§ WHAT YOU WILL DO:
Turn the lines between the one containing "of the transparent" and the one containing "[[158, 204], [190, 165], [370, 216], [348, 244], [258, 242]]", inclusive, into a numbered list with no blank lines. Leave the pictures out of your answer.

§ RECORDS:
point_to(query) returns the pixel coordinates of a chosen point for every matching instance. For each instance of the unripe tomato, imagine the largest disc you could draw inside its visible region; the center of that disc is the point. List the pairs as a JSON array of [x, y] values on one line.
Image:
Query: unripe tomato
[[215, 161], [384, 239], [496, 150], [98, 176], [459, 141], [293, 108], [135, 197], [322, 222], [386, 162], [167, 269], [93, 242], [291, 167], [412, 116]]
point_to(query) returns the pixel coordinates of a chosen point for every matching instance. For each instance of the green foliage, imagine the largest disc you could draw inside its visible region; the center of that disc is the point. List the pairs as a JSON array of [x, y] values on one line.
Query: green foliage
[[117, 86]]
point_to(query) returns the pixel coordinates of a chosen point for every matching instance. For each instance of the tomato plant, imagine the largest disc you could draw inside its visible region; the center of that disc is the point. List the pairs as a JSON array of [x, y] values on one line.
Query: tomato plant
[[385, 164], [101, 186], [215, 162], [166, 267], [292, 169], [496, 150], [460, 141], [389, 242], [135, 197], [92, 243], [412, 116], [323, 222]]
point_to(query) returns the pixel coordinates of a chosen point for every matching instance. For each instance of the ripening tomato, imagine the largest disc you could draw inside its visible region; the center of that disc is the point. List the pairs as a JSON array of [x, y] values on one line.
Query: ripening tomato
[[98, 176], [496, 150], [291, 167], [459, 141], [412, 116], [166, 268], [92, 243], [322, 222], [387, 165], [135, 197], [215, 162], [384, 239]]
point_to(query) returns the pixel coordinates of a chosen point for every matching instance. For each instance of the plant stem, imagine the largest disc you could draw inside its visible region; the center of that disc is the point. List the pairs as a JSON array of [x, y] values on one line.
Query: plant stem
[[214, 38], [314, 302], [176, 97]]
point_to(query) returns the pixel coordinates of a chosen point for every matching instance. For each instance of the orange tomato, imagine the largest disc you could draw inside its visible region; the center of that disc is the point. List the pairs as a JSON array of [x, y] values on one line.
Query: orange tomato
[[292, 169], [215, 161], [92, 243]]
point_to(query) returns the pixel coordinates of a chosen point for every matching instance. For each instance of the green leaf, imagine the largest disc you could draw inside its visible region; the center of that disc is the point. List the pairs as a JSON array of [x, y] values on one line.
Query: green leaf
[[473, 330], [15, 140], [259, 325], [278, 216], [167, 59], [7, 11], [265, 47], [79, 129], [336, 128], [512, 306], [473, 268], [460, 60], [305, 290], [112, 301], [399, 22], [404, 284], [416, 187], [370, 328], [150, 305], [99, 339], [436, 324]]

---

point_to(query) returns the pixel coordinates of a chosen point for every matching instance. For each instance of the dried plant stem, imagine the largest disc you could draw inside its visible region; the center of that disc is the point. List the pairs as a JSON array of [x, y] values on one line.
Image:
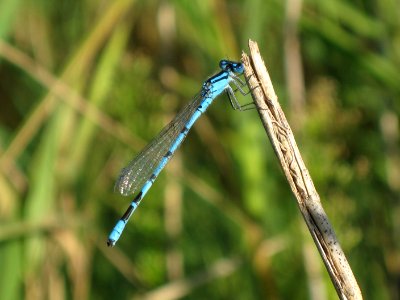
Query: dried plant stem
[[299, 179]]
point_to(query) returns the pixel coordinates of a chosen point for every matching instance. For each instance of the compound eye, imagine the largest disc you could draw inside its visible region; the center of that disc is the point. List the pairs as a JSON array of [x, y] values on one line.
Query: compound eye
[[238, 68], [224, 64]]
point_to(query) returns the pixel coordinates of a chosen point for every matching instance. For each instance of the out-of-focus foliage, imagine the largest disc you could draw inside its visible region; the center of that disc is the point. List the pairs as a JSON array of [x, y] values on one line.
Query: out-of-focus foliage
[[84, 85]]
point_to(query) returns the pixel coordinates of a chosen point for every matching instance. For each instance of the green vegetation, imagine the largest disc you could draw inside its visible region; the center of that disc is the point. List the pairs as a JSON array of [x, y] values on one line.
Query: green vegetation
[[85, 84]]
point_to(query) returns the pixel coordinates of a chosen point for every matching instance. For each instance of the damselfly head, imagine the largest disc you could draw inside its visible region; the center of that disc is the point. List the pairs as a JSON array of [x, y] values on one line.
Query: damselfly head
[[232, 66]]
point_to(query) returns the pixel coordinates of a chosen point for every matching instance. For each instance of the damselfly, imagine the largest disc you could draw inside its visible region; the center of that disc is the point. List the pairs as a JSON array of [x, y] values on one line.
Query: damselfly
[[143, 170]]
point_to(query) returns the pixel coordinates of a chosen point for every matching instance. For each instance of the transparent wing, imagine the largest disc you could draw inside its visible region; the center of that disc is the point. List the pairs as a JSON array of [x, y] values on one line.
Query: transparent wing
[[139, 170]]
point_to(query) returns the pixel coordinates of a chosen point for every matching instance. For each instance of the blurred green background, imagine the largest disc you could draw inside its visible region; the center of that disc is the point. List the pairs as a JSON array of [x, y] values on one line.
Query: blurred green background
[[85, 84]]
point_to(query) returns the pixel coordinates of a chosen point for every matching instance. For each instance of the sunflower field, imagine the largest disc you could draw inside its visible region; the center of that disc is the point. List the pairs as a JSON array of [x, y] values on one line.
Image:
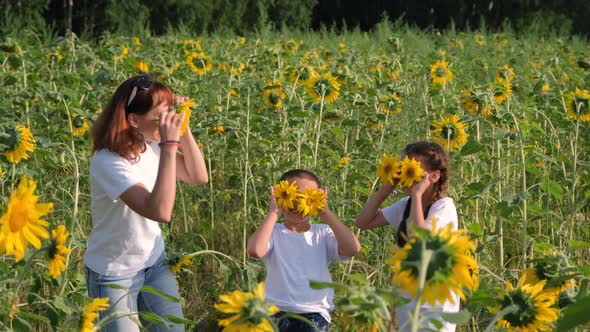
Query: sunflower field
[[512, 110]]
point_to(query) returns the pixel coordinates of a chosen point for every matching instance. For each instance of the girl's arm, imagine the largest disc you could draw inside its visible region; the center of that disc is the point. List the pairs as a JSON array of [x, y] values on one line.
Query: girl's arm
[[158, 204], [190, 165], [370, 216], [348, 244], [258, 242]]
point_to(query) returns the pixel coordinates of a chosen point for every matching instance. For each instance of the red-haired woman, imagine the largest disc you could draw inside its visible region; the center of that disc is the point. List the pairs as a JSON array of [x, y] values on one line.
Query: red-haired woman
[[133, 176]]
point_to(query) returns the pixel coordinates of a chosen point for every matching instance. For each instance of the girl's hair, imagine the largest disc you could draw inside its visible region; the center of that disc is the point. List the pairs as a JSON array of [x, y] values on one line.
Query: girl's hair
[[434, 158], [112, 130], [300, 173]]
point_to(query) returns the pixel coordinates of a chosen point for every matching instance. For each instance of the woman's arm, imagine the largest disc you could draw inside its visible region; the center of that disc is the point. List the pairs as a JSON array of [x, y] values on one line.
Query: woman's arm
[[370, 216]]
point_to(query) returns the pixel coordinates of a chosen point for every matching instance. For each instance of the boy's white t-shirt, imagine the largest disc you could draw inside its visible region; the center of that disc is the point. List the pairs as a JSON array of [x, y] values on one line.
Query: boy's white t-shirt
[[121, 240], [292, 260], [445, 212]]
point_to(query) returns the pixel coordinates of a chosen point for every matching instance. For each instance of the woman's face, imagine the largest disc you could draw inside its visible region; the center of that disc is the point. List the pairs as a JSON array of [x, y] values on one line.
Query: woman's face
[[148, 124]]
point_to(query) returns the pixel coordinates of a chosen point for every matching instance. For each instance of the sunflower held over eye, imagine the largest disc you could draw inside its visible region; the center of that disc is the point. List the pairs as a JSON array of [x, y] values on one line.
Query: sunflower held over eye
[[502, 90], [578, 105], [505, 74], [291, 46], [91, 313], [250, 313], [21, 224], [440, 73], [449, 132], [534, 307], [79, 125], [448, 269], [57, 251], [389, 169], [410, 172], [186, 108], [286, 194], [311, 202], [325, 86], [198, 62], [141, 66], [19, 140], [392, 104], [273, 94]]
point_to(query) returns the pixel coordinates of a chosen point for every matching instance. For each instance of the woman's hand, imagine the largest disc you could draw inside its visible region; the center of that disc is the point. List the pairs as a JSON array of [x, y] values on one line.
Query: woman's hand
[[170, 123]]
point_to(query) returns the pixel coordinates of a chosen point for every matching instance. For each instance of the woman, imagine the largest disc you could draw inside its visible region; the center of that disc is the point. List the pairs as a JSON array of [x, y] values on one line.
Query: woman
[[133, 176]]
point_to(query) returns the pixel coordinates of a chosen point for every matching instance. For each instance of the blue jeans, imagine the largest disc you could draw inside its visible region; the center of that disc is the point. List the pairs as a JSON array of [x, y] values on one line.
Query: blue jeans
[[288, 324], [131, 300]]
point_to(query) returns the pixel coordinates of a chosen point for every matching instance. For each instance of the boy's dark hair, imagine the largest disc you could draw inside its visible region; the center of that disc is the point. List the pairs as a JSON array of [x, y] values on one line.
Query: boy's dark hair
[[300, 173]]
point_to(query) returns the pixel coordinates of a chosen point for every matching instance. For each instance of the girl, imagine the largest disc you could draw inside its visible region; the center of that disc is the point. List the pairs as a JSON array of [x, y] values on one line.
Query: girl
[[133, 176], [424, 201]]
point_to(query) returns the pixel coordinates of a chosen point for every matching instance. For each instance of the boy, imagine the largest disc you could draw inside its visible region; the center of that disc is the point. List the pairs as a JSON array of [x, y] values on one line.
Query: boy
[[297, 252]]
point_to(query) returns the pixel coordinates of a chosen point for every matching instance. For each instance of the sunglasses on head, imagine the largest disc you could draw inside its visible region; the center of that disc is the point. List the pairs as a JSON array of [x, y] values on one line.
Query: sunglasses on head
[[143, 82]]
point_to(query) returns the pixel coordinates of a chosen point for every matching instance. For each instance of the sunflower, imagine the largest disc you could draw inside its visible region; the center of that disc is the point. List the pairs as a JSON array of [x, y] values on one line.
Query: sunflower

==

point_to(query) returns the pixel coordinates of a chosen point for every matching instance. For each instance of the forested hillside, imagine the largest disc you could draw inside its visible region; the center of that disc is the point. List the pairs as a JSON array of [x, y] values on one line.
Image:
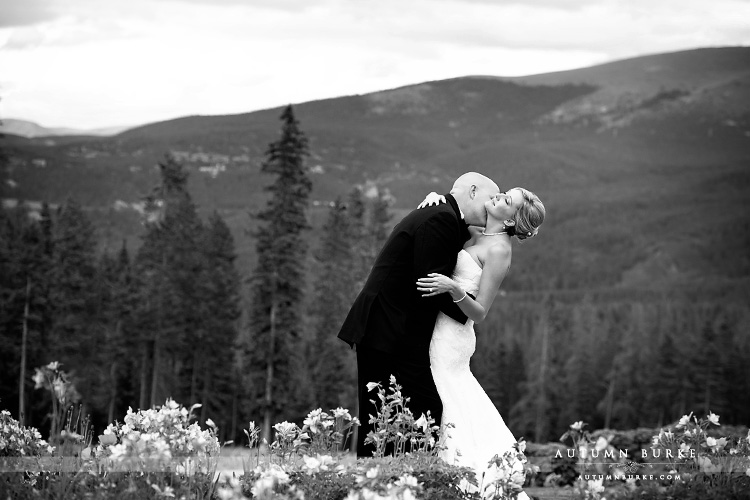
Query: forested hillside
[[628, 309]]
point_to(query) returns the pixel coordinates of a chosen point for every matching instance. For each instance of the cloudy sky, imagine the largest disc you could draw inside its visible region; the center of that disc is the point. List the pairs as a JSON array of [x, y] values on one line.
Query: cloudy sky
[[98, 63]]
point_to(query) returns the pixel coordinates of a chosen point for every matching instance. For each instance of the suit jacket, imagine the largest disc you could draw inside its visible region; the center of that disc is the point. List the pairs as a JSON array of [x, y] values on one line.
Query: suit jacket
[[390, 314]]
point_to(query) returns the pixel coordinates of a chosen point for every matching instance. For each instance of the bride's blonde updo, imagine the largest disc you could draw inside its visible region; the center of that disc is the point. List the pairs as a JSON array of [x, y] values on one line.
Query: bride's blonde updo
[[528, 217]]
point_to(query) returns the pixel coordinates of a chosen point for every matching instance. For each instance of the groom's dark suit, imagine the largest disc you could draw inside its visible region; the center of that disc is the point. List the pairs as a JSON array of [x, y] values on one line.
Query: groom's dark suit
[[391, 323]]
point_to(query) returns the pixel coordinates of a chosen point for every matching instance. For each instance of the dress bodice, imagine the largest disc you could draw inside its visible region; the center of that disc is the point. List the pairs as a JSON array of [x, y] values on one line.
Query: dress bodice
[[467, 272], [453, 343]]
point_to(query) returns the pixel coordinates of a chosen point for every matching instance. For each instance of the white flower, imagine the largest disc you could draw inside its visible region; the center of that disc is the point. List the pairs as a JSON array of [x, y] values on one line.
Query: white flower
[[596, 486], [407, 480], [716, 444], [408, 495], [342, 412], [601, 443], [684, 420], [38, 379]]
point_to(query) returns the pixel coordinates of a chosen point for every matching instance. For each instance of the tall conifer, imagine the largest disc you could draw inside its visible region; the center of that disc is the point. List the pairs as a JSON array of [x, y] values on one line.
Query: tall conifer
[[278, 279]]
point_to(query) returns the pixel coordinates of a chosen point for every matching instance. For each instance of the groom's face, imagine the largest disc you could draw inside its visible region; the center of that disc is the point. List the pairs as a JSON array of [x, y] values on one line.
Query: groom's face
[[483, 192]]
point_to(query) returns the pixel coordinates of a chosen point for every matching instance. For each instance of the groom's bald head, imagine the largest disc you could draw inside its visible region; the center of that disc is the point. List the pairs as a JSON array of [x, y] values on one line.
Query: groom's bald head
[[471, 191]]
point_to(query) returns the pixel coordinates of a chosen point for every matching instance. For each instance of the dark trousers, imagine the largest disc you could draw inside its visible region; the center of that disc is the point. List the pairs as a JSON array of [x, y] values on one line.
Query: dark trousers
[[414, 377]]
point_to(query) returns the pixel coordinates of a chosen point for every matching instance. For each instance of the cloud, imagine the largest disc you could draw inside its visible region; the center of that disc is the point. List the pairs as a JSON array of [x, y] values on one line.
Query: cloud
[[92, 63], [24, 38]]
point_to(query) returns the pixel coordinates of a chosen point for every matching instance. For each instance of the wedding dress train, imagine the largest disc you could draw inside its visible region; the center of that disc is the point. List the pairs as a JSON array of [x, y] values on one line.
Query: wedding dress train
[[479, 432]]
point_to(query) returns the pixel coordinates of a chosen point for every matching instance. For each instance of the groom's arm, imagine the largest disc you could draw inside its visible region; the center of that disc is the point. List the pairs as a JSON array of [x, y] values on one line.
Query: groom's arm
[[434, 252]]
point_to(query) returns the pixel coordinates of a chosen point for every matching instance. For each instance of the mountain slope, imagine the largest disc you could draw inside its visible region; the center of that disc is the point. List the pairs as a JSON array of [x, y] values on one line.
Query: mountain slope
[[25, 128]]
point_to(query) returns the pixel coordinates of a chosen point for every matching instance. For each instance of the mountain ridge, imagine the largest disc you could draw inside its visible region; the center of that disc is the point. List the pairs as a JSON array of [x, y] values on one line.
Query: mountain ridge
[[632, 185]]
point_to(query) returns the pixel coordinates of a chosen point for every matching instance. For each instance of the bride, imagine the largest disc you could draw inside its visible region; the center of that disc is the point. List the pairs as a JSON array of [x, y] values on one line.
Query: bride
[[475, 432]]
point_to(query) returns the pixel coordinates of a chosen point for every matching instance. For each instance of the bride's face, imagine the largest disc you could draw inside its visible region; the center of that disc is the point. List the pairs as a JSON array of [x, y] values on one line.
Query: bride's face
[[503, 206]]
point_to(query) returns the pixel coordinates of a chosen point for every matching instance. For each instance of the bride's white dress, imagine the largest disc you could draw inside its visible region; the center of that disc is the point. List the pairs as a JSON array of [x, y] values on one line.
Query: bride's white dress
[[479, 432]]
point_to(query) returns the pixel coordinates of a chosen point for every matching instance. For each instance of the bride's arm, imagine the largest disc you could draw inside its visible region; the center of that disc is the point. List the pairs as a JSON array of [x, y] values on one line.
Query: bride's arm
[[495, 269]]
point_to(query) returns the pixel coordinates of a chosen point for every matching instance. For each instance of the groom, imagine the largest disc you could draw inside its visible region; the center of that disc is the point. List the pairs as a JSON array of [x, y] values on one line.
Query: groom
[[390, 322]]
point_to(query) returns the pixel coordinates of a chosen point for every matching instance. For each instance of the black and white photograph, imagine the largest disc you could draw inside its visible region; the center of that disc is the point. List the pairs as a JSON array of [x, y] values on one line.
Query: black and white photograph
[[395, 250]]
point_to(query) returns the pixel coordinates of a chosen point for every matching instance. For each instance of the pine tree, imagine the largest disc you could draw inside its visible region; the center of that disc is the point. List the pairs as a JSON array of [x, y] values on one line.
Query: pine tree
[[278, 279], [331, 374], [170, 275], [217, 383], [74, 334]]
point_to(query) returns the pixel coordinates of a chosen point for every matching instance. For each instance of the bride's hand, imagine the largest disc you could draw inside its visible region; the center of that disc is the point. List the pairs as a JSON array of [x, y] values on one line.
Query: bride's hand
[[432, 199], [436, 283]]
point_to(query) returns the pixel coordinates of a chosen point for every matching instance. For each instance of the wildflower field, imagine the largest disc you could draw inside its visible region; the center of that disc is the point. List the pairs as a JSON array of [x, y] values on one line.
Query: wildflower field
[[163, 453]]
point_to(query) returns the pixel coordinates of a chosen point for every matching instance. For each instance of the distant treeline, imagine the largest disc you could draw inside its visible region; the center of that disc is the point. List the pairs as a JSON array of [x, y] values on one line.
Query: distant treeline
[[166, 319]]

§ FULL ANSWER:
1. point_to(query) returns the pixel coordinates of a chosen point for every matching instance. For each instance of the transparent wing, imagine the largest disc you could draw inside its visible region; the center of that disc is the point. List the pairs as a JSON array of [x, y] values on one line.
2. Query: transparent wing
3. [[139, 170]]
4. point_to(query) returns the pixel coordinates of a chosen point for every matching instance. For each instance of the blurred green background, imagine the largest disc you could draw inside its visible region; the center of that disc is the point. List the pairs as a JSON array of [x, y] values on one line.
5. Query: blurred green background
6. [[85, 84]]
7. point_to(query) returns the pixel coordinates of a chosen point for every matching instance. For each instance of the sunflower field, imagine the largest disc you could draw inside its visible region; the center of that disc is the point. List the pairs as a JSON array of [x, y] values on one line.
8. Image:
9. Query: sunflower field
10. [[512, 110]]
11. point_to(query) returns the pixel coordinates of a chosen point for every matching instance. For each instance of the girl's arm, imagine the largest disc you could draw inside its visible region; the center of that disc is the point. List the pairs as a JSON array of [x, y] values on one line.
12. Query: girl's arm
13. [[158, 204], [190, 165], [370, 216], [348, 244], [258, 242]]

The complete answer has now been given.